* Problem requirements: Reproduce the listing below in its entirety. Change nothing.

++++ Input records ++++

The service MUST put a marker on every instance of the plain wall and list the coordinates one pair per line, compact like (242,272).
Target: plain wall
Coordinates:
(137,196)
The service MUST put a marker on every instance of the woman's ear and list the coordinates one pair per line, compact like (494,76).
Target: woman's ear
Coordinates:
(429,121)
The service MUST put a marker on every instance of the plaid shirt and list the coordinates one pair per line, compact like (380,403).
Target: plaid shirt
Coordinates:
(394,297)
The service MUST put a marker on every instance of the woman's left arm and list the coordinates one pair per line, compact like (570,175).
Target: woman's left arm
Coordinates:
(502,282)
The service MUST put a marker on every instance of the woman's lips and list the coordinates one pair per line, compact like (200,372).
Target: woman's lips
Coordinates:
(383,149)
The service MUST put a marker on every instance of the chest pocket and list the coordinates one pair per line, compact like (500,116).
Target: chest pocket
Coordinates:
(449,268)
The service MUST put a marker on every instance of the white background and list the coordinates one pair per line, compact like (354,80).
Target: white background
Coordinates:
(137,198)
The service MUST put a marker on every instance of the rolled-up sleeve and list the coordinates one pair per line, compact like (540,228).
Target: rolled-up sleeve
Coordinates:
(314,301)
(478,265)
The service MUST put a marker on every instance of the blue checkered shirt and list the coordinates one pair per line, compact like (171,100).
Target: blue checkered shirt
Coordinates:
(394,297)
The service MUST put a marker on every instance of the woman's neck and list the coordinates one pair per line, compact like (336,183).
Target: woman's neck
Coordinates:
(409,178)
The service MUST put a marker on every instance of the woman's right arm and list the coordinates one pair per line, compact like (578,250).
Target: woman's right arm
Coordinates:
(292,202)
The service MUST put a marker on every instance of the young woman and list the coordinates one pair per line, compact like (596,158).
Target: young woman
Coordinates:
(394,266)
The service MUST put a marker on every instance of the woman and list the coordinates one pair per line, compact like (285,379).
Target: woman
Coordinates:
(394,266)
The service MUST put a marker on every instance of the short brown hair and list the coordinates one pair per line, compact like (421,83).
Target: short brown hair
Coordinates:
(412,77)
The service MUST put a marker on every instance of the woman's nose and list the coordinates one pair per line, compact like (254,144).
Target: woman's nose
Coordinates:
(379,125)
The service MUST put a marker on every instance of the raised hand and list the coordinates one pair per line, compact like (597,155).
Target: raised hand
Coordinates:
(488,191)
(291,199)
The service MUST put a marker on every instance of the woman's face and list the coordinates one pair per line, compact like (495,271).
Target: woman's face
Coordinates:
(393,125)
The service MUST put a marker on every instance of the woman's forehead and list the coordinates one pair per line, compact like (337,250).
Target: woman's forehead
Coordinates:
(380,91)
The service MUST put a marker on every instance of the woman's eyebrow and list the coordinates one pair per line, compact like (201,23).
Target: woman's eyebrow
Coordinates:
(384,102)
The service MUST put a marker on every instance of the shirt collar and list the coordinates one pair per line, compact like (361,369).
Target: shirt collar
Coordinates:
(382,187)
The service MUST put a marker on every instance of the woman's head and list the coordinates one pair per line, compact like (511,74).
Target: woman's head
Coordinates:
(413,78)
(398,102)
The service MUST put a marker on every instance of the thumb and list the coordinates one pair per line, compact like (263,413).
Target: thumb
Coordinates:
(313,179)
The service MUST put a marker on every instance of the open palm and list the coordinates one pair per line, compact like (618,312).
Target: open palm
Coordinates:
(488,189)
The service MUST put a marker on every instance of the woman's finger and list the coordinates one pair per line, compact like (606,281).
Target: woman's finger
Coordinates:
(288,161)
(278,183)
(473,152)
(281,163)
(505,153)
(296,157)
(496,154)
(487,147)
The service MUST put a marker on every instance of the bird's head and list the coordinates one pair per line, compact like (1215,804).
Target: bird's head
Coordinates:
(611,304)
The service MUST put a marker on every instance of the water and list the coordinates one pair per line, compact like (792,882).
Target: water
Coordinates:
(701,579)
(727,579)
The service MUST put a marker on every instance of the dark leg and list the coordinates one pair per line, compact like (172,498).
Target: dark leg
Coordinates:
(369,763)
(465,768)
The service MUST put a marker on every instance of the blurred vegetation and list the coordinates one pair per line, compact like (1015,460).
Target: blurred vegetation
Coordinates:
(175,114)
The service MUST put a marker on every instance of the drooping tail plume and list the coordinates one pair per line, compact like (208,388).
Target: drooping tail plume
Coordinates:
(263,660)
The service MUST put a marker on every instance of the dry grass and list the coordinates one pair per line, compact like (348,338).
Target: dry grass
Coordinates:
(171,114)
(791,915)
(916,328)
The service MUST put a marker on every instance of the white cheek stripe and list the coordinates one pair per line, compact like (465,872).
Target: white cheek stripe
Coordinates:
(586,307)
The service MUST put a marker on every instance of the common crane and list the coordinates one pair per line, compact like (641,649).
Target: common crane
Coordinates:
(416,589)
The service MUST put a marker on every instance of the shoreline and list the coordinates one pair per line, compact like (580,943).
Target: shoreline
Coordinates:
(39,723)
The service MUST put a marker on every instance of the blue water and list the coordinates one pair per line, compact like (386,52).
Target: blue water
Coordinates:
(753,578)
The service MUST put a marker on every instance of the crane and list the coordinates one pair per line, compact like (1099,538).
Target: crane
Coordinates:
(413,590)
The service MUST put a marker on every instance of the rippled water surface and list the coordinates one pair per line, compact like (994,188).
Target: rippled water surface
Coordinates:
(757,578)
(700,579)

++++

* Solution to the problem:
The service MUST put a marker on every instance of the plain wall and list the coordinates one pair per line, compact like (242,272).
Target: plain wall
Coordinates:
(137,196)
The service MUST put a marker on every instance of the woman's ear and list the coordinates one pair per line, compact like (494,76).
Target: woman's ear
Coordinates:
(429,121)
The service MUST put a marker on every instance of the plaid shirt and list the coordinates one pair per line, compact like (380,403).
Target: plaid shirt
Coordinates:
(394,297)
The service MUST put a marker on every instance of the woman's left arm and list the coordinates one pair per line, compact like (570,175).
Target: woman's left arm
Coordinates:
(502,282)
The service MUST put a marker on every instance of the woman's lips and list the coordinates one pair per line, compact like (200,372).
Target: woman's lips
Coordinates:
(383,149)
The service MUST put a marker on every instance of the chest pocket and list the coordinates one pair per line, compact like (500,116).
Target: chest pocket
Coordinates:
(449,268)
The service MUST put a marker on every instance of the white background and list the coordinates one pair per line, compact like (354,80).
Target: white background
Coordinates:
(137,198)
The service MUST put a marker on every instance of the rolled-up sleeve and list the coordinates one pair per line, compact like (540,228).
Target: rolled-up sleeve
Coordinates:
(314,301)
(478,265)
The service MUST put a marker on every instance of the blue checkered shirt and list the coordinates one pair per line, compact like (171,100).
Target: blue checkered shirt
Coordinates:
(394,297)
The service MUST put a marker on every instance of the woman's neck and list the coordinates one pair per line, compact like (336,183).
Target: woman's neck
Coordinates:
(409,178)
The service MUST put a marker on every instance of the woman's right arm and list the coordinates one pair per line, compact like (578,250).
Target: woman's right arm
Coordinates:
(292,202)
The service MUST put a marker on every instance of the young woman and list the coordinates one pair per line, compact like (596,158).
Target: young woman
Coordinates:
(394,266)
The service MUST put a marker on every instance of the woman and list the coordinates one pair per line, compact like (285,379).
Target: woman
Coordinates:
(394,266)
The service MUST put a marker on every instance of the short brown hair and list the coordinates one pair per line, compact like (421,83).
Target: short brown hair
Coordinates:
(412,77)
The service MUST put a marker on every instance of the woman's nose and list the coordinates one pair per line, compact like (254,144).
Target: woman's nose
Coordinates:
(379,125)
The service MUST put a marker on every instance of the raised hand and list the coordinates one pair per line, compact like (597,155).
Target: raised hand
Coordinates:
(488,191)
(291,199)
The service MUST put a marker on every instance of the woman's face and list the coordinates one pair per line, compact like (495,271).
Target: woman's face
Coordinates:
(393,125)
The service MUST put a marker on every instance of the woman's forehead and list the coordinates one pair per line, compact like (337,250).
Target: woman's forehead
Coordinates:
(380,91)
The service MUST put a marker on every instance of the woman's eyebrow and list the coordinates one pair per line, compact like (201,23).
Target: woman's eyebrow
Coordinates:
(384,102)
The service MUST put a marker on every instance of the shirt collar and list the coordinates one pair per line, compact like (361,369).
Target: shirt collar
Coordinates:
(382,187)
The service MUST put a marker on every instance of the woman's head and list the coordinates one pair per line, compact like (511,74).
Target: woman's head
Coordinates:
(413,78)
(398,102)
The service MUST put a marker on every instance of the thumb and list the coordinates one pair per line, compact like (263,413).
Target: thumb
Coordinates:
(313,179)
The service MUST put a marker on every instance of the open palm and list the coordinates one pair per line, compact like (618,312).
Target: open palm
Coordinates:
(488,189)
The service MUST put a marker on every instance of the woman's finger and list the coordinates one pair per line, compact like (606,281).
Target: woman's finger
Coordinates:
(288,161)
(278,183)
(473,152)
(281,163)
(505,153)
(296,157)
(496,154)
(487,147)
The service MUST put a marker on every instance of the bird's head and list the coordinates one pair per line, compact like (1215,804).
Target: bird's head
Coordinates:
(611,304)
The service MUST put a marker on every instance of the water and list the coordinates one pair per line, compact like (792,882).
Target: water
Coordinates:
(701,579)
(727,579)
The service MUST put a marker on every instance of the dark leg and list the coordinates one pair per line, compact like (172,498).
Target: dark leg
Coordinates:
(369,763)
(465,768)
The service MUST put a marker on every instance of the blurred vegetation and list the coordinates one pair per line, compact like (1015,460).
Target: blurred vegetation
Coordinates:
(175,114)
The service MUST put a marker on every instance of the drooping tail plume and list the coordinates one pair per line, compact like (208,388).
Target: drooping tail plume
Coordinates:
(263,660)
The service MUST put a marker on every instance of the dry grass and list the coordinates one pair per line, compact like (348,338).
Target: dry grass
Coordinates:
(171,114)
(791,915)
(916,328)
The service MUST put a marker on every instance of the white cheek stripe and list the coordinates one pair per line, compact like (465,872).
Target: white cheek stripe
Coordinates:
(586,307)
The service MUST put a marker on every instance of the common crane and list the coordinates one pair per line, compact like (641,649).
Target: common crane
Coordinates:
(416,589)
The service MUST put a marker on every instance of the shoreline and list the coordinates one pair per line, compact like (580,943).
Target: shoreline
Coordinates:
(39,723)
The service MUST put a marker on every instance of the blue water and list the coordinates one pair per line, compact like (386,52).
Target: blue water
Coordinates:
(753,578)
The service MUST put a marker on every instance of the crane and list the coordinates one pair per line, compact like (1099,538).
Target: crane
Coordinates:
(413,590)
The service MUST put a marker on every instance of the rippled water surface and list the coordinates one pair per line, compact like (994,188).
Target: rippled water surface
Coordinates:
(757,578)
(700,579)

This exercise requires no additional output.